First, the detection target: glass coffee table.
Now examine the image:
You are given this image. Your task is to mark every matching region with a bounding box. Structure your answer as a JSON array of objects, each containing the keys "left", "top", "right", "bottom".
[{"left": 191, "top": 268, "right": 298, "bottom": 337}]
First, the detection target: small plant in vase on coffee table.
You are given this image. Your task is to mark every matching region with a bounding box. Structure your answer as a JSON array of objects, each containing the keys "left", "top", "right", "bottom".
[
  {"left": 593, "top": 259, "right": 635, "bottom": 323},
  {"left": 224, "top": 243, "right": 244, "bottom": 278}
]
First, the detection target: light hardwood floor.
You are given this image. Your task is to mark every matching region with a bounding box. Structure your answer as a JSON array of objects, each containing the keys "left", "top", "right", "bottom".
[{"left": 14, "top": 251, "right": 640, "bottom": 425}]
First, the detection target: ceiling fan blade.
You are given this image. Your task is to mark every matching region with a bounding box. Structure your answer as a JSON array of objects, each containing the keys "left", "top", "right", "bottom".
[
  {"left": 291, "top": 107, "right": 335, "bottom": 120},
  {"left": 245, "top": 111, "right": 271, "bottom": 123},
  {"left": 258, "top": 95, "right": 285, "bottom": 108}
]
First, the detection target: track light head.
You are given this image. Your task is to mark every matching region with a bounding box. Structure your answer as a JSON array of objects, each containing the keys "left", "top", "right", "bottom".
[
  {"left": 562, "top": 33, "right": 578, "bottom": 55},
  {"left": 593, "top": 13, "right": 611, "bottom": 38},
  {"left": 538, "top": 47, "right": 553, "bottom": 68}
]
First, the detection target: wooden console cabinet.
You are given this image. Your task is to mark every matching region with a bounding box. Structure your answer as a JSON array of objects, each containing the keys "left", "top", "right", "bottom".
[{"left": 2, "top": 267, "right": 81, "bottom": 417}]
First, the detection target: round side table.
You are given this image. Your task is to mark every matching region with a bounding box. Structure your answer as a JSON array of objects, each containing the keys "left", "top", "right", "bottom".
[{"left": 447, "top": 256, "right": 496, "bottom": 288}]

------------------------------

§ WRITTEN REQUEST
Update the material from the line containing "First, the detection target: round" through the end, replacing "side table" with "end table" and leaving everything else unchanged.

§ ANSWER TO THIS EXERCISE
First, the detection target: round end table.
You are given this image. Your task is to mark every matching region with a bounding box. Structure your answer as a JSON array of objects, each containing the keys "left", "top", "right", "bottom".
[{"left": 447, "top": 256, "right": 496, "bottom": 288}]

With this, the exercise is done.